"""
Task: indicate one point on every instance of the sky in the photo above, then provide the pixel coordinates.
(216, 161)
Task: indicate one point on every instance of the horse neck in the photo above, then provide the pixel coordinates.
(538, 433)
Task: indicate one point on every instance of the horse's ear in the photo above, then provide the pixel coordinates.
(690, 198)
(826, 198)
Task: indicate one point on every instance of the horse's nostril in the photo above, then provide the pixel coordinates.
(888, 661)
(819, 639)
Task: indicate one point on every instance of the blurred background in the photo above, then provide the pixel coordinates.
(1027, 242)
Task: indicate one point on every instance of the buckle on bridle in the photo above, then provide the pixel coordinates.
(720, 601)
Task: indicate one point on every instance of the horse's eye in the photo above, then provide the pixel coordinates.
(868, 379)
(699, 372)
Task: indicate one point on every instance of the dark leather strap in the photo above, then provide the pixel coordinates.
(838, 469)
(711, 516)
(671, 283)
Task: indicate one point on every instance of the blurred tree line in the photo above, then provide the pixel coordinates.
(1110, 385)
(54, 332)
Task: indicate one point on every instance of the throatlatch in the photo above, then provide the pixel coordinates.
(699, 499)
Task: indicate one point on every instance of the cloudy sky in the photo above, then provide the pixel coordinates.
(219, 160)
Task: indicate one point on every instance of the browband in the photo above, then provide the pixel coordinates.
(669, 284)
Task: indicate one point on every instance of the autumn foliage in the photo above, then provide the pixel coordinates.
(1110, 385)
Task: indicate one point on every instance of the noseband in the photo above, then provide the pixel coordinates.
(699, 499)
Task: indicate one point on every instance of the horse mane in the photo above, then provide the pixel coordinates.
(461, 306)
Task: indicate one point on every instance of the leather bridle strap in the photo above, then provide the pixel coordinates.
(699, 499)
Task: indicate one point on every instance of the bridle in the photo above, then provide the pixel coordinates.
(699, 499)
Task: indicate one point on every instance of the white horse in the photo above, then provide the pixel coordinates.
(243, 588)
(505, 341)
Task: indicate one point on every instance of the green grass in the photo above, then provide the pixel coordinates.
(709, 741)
"""
> [WHAT YOU SHOULD DO]
Output the entries exactly.

> [REPLY]
Task: indicate one point on every instance of the sky in the photo above, then provide the pixel coordinates.
(216, 161)
Task: indicate one point on every instance of the horse neck in the photo above, then provide the pixel coordinates.
(538, 433)
Task: indicate one point on every instance of the horse's ear in the photo above, then provide the pixel coordinates.
(690, 198)
(826, 198)
Task: indicate one point on every instance of the horse's nostril in the photo above, then provide the pixel coordinates.
(888, 661)
(819, 639)
Task: indicate one point on every instance of the blurred background in the photo above, then provide the pixel coordinates.
(1027, 242)
Task: indicate one point on every instance of the buckle on bridle in the photo above, then provide the pixel coordinates.
(720, 601)
Task: indicate one point on every instance of the horse's eye in the photo above, then provide the pixel coordinates.
(868, 379)
(699, 372)
Task: indicate one point on every instance of the dark leather strap in the photo above, then provide the pixel coordinates.
(838, 469)
(711, 516)
(671, 283)
Task: indicate one point on every instance of the blurred tree line in the photo above, then provide the pixel coordinates.
(1110, 385)
(54, 332)
Task: indicate one point on every instance of the throatlatch in the photo above, then provide the pixel coordinates.
(699, 499)
Task: indicate one point on every instance of the cloudy sky in the photo above, then provide the pixel coordinates.
(219, 160)
Task: indicate one point on every instance of the browband in the photo above, then provide the pixel coordinates.
(669, 284)
Task: indicate one point on every instance of the autumn foliage in the photo above, then provide the pixel coordinates.
(1110, 385)
Task: indicate one point on every instance of the noseband in the photo above, then provide the pixel coordinates.
(699, 499)
Task: indicate one point on every instance of the horse mane in the photo above, then provide the pixel coordinates.
(461, 306)
Task: indicate one point on every instance of the leather bridle strap in the photo above, then provide the pixel coordinates.
(699, 499)
Task: indicate one point on every instance of the bridle in the photo above, then provide the pixel coordinates.
(699, 499)
Task: indicate one point on every instance of the white horse in the photo above, then provide the pixel coordinates.
(243, 588)
(505, 341)
Task: indicate one point on every instance of the green grass in the photo above, then provide the pixel coordinates.
(709, 741)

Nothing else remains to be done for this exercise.